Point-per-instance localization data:
::::::::::

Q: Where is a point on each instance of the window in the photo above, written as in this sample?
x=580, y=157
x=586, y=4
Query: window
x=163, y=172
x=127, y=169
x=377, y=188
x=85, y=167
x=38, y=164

::::::::::

### Your goal
Please return the full set of records exactly as given above.

### Result for this task
Q: Where is a point on each instance of the window in the photo above, written as in this sample?
x=580, y=157
x=586, y=4
Query: window
x=163, y=172
x=127, y=169
x=377, y=188
x=85, y=167
x=38, y=164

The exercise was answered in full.